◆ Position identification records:
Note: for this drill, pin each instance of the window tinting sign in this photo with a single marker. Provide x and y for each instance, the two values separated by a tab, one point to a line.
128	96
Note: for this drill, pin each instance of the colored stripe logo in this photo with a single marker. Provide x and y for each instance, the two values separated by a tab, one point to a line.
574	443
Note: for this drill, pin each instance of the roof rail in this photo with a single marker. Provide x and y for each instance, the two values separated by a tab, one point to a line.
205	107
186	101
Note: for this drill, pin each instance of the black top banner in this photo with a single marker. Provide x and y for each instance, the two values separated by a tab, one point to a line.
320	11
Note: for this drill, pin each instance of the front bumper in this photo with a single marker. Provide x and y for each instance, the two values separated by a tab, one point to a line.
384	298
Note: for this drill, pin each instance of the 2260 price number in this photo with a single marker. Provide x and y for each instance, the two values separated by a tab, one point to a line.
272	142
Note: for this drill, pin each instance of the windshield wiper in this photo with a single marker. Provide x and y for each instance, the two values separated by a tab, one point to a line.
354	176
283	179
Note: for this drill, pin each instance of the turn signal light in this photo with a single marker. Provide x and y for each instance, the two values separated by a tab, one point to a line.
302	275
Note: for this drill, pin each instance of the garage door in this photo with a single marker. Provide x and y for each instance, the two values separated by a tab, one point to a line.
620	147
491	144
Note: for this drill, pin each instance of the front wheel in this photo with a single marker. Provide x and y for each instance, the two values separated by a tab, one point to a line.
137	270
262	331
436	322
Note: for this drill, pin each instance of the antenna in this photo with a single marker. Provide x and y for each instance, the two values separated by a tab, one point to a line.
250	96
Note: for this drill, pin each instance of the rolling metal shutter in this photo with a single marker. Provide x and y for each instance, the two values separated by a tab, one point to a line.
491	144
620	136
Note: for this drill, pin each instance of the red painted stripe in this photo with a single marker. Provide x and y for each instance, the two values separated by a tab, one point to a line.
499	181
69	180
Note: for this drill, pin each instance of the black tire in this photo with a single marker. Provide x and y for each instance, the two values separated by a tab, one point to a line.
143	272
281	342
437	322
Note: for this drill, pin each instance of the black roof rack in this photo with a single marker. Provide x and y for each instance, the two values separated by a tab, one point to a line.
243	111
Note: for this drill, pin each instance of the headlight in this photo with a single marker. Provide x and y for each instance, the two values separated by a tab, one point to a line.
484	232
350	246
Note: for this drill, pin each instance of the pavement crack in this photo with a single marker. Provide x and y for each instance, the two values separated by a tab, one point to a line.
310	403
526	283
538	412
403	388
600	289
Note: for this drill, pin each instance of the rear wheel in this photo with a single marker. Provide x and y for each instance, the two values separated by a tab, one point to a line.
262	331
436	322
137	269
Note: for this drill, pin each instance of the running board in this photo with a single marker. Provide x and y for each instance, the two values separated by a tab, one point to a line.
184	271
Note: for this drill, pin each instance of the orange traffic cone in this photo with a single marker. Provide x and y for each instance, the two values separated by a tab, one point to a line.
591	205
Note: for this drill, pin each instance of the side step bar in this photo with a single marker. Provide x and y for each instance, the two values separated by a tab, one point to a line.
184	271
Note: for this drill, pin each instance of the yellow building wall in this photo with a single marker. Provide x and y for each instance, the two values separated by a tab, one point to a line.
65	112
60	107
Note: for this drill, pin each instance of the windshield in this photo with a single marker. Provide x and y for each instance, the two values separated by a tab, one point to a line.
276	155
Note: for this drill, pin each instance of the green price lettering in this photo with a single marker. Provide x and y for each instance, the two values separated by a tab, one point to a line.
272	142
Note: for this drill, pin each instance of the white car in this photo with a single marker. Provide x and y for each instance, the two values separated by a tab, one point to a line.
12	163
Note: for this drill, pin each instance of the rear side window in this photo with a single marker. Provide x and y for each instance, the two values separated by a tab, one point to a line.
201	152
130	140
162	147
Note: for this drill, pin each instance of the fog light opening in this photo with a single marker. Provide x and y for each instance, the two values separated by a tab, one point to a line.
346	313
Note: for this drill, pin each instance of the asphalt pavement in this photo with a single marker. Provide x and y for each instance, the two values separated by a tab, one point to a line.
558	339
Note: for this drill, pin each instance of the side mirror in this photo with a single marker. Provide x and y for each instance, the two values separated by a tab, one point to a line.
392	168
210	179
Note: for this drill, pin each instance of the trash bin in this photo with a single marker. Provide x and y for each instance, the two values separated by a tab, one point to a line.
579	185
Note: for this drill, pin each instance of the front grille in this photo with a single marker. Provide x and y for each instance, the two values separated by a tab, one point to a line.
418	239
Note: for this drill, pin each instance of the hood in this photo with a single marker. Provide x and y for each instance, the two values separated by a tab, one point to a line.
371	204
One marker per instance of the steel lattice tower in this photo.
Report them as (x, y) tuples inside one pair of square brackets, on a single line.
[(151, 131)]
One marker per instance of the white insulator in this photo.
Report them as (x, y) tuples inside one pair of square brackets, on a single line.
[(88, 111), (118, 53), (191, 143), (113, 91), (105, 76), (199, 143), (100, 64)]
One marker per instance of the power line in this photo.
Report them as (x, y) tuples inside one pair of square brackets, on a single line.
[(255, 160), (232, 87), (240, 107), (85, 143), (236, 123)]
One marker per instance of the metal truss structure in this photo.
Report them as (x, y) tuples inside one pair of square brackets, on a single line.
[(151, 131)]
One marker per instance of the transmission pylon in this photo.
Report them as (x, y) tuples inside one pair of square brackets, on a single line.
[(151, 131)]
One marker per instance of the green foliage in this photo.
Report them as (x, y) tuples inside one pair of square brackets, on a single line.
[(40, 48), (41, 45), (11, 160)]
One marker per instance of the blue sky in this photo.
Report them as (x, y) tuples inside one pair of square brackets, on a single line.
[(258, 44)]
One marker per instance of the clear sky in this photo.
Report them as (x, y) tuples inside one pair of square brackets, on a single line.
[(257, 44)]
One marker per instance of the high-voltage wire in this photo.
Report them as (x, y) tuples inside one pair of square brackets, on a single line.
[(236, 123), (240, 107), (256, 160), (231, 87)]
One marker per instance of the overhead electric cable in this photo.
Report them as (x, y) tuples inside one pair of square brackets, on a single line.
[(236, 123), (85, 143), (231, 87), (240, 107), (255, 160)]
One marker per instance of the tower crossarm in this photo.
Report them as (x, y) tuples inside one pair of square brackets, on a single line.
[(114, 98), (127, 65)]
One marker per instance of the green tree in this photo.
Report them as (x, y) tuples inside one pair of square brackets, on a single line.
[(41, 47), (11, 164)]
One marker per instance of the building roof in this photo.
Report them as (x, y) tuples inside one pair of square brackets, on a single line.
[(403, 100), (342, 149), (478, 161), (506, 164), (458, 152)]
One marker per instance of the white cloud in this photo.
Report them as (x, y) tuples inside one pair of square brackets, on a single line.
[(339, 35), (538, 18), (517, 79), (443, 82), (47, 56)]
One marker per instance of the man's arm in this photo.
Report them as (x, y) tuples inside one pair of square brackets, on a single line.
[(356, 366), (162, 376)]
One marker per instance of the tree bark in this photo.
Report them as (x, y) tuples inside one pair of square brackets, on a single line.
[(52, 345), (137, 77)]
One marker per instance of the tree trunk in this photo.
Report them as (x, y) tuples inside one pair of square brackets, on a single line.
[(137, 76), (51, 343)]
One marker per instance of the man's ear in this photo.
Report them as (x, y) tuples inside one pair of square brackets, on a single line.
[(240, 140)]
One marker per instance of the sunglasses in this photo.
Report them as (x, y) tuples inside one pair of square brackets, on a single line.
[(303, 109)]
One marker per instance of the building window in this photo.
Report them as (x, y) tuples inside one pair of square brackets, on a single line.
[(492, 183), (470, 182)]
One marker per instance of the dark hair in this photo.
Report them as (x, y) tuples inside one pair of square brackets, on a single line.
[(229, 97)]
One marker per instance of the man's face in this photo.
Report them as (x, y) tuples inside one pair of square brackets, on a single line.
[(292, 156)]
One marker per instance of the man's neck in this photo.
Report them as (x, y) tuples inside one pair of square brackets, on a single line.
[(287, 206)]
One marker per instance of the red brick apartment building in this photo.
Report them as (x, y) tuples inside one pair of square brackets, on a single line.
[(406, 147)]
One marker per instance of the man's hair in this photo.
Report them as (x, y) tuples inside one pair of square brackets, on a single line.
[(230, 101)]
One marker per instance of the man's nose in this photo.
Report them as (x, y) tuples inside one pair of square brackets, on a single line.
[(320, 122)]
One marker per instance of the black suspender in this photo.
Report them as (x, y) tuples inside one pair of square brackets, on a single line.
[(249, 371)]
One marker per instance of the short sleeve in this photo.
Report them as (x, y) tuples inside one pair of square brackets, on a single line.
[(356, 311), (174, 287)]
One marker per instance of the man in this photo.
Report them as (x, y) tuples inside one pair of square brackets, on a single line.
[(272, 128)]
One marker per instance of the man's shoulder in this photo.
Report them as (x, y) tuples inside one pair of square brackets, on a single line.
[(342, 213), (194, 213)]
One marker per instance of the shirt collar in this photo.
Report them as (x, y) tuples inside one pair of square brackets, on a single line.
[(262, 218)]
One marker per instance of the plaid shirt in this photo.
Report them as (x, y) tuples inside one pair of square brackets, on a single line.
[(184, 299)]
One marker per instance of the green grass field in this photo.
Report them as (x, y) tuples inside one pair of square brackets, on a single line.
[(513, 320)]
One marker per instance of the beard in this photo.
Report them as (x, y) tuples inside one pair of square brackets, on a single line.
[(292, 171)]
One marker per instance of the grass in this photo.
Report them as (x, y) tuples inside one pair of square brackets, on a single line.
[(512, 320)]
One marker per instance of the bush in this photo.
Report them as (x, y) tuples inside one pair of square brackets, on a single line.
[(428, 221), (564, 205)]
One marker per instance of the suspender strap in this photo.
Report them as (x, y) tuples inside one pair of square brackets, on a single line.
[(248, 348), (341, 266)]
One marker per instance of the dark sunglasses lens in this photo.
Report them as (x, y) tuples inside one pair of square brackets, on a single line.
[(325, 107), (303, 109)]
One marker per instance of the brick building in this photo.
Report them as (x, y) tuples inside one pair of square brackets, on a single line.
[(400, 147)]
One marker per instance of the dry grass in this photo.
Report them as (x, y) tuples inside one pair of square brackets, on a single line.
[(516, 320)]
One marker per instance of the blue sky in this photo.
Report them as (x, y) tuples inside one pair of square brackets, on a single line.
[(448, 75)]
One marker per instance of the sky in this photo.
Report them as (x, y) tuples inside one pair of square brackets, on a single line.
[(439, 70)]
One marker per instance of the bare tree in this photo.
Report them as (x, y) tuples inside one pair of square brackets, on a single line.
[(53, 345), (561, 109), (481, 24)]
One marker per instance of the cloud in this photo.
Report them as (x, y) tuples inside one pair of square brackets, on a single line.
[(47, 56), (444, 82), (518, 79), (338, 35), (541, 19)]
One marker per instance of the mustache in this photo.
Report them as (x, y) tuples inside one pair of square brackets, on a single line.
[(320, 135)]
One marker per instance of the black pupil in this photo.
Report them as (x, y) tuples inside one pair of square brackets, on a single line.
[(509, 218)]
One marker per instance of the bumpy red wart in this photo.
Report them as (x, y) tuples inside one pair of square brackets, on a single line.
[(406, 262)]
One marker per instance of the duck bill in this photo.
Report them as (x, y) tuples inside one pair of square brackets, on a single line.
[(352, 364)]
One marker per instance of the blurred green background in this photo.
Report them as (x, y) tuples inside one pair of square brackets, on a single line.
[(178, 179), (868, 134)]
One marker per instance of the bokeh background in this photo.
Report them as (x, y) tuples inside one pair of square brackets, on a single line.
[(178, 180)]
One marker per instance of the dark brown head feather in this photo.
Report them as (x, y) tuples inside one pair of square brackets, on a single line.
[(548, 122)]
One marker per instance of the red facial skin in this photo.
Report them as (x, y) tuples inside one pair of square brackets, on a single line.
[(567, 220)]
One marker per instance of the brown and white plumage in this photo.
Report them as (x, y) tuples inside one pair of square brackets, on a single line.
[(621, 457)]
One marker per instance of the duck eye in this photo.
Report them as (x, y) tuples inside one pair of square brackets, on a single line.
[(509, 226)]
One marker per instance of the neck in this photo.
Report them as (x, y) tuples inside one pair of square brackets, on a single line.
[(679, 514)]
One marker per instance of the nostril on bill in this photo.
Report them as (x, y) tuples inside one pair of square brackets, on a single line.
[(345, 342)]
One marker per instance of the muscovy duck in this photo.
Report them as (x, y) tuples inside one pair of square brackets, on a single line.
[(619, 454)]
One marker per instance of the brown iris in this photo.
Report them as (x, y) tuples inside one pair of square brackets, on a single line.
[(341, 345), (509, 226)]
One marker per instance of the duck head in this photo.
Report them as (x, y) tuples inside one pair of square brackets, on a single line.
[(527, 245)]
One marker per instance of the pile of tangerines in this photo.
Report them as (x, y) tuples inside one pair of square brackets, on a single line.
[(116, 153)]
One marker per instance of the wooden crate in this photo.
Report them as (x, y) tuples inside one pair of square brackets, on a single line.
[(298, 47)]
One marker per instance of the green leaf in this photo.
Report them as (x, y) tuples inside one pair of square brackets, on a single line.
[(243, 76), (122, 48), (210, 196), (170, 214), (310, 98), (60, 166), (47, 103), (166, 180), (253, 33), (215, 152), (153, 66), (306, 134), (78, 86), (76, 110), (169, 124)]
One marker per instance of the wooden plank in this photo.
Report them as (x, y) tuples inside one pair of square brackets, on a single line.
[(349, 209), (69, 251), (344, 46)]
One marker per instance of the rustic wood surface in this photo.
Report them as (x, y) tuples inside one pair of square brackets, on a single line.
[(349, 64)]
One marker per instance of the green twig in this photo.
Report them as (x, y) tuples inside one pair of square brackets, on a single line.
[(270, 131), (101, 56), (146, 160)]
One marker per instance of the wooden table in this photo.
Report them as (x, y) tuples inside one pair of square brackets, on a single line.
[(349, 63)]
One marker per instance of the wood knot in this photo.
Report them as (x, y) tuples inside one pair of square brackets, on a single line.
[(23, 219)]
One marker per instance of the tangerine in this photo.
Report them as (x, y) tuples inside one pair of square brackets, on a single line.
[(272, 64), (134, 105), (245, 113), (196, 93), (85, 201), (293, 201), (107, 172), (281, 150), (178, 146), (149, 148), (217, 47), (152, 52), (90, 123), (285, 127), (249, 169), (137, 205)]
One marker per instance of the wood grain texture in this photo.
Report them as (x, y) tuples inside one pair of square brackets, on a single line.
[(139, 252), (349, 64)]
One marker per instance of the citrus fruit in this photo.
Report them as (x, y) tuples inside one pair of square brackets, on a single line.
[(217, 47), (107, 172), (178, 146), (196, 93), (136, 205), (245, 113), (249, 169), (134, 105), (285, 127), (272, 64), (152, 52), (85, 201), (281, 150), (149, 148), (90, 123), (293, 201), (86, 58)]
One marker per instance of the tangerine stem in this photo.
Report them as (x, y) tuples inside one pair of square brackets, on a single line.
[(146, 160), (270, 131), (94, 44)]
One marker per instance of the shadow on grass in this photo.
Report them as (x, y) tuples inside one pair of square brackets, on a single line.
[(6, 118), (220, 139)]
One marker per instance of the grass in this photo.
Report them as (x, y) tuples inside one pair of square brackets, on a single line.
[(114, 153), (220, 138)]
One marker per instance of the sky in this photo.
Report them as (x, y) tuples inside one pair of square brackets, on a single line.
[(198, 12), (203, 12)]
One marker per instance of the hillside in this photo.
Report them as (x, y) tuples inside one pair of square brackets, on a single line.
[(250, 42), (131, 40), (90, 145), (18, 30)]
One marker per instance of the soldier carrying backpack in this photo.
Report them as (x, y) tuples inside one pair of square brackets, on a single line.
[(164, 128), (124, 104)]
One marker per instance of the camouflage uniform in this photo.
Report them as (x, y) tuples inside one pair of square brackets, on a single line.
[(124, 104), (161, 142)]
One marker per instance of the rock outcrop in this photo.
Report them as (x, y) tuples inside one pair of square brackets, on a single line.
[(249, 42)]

◆ Required work:
Copy out the lines starting at the one containing "One marker per instance of the hillside" and ending with the last line of the entries. Include nothing else.

◆ Solved problem:
One marker per instance of the hillside in this photo.
Report them as (x, y) tuples inside one pair of square brackets, on a single line.
[(250, 42), (131, 40), (90, 145), (18, 30)]
One marker per instance of the soldier carrying backpack in this photo.
Report them as (x, y) tuples inside one pair of square brackets, on a single line.
[(164, 128), (124, 104)]
One marker per instance of the camouflage uniform in this photo.
Report them as (x, y) tuples inside one pair of square brackets, on a single line.
[(124, 104), (161, 142)]
One marker per instance of the rock outcrop in this photo.
Report them as (x, y) tuples inside one pair of square brackets, on a single line.
[(249, 42)]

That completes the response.